→ **EXCERPT PROVIDED**:

The National Butterfly Center started in 2002 with an empty onion field. Since then, we’ve grown the center to 100 acres, containing thousands of plants of more than 200 species that are native to the Lower Rio Grande Valley. In turn, these plants have attracted many hundreds of thousands of approximately 240 butterfly species. As many as 200,000 individual butterflies of 100 species have been seen in a single day.

The plants, the butterflies and the other wildlife now there—including teeming bird life, bobcats, diverse native bees and dragonflies—attract more than 30,000 visitors from around the world each year. And, ecotourism in South Texas is estimated to generate about $500 million for the local economy per year. The center’s work isn’t just about butterflies; we are trying to conserve what little is left of the natural habitat in this part of Texas, which has disappeared because of agriculture and rapid population growth.

We never intended to get caught up in politics, but political machinations forced our hands.  The butterfly center is located on the U.S.-Mexico border. In 2017, the U.S. government started to build a wall through the center’s land, without first purchasing it or going through the legal proceedings required for eminent domain. So, NABA, not wanting the center to be cut in half, sued the U.S. government to halt construction. We were threatened even then by groups supporting the wall.

In 2019, the people behind one of the pro-wall groups, We Build the Wall, started inventing malicious lies that the center was a “sham” operation and what it really was doing was sex and drug trafficking. This group’s leaders were later indicted for defrauding their own supporters out of millions of dollars in their sham crusade to build a wall.

But it didn’t matter. Their unbelievable claims stuck. The National Butterfly Center’s Executive Director Marianna Wright told a reporter, “We did initially laugh because we thought, ‘This is so preposterous, no one in their right mind would believe any of this.’ But then we quickly realized that millions of people believe it. And that was very frightening. So, there’s really not much to laugh about anymore.”

For as long as we can, NABA will continue paying all butterfly center employees during the shutdown. But in the meantime, increasing numbers of visitors and schoolchildren will be denied an important educational experience at a nature preserve that has been described by the New York Times as “a place of wonder along the banks of the Rio Grande, attracting curious visitors and nature enthusiasts from around the country.”

→ **DATASET EXCERPTS**:
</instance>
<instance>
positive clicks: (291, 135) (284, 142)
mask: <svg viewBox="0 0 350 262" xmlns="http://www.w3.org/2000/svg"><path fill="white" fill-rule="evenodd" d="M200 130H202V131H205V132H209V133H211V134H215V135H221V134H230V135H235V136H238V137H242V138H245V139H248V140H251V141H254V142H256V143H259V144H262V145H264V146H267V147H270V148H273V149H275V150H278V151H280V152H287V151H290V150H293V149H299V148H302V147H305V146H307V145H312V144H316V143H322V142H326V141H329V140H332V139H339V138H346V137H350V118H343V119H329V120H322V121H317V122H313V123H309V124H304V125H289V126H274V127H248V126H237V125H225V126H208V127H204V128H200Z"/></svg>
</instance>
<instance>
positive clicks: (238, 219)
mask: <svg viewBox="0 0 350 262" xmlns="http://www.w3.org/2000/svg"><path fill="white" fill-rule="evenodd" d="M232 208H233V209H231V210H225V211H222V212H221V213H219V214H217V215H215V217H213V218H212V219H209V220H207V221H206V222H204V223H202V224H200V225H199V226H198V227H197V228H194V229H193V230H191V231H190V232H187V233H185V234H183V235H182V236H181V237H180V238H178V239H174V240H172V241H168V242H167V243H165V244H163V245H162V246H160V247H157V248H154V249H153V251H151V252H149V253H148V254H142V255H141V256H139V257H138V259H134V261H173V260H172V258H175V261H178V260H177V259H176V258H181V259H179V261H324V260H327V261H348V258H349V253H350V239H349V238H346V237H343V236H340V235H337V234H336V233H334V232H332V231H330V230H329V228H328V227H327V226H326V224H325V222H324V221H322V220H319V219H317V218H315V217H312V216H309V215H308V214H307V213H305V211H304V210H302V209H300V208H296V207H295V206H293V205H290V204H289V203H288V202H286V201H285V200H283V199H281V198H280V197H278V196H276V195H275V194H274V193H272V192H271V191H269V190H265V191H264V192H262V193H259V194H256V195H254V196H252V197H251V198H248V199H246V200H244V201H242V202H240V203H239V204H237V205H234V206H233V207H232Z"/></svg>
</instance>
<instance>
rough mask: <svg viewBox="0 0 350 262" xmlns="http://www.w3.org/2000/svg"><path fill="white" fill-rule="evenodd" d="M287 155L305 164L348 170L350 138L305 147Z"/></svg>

→ **EXERCISE OBJECTIVE**: Can you resume the National Butterfly Center piece, carrying it on past its closing sentence?

→ **RESPONSE TO THIS TASK**:
The need to deal with the threats of violence has already affected the ability of the butterfly center to continue its critical conservation work. By closing, we have had to stop our cultivation and propagation of endangered plant species that support butterfly populations.  

Many people are drawn to butterflies because of their beauty, their gracefulness, the ephemeral nature of their lives, and because of the seemingly magical transformation from caterpillar to adult butterfly.

Fewer people, however, realize that butterflies play significant ecoservices roles. Butterflies are important pollinators of native plants and for many plant species and genera—for example, flame azaleas and mock vervains—butterflies are the only, or almost only, pollinators. The caterpillars of butterflies and moths are probably the most important food source for North America’s nesting songbirds.

NABA uses this widespread love of butterflies as a critical gateway experience, encouraging growing numbers of people to enter the natural world as a prelude to saving it. The goal of association is to conserve butterflies, and one of the ways to do that is to create a constituency that vitally cares about butterflies.

Thus, the thugs who threaten the butterfly center aren’t just coming after us. They also threaten and harm the people and the environment of the Lower Rio Grande Valley. We know what can happen; a conspiracy theorist shot and killed 23 people at a Walmart in El Paso; and accusations of child sex trafficking fueled the attack on Comet Ping Pong in Washington, D.C., in 2016. It’s not just a ruse for these conspiracy groups to raise money, but also to raise hell. Five years after all this drama started, we at NABA sit frustrated and in disbelief. When people gather millions of dollars by wrongly claiming that people they don’t like are raping babies, bad results are certain to follow.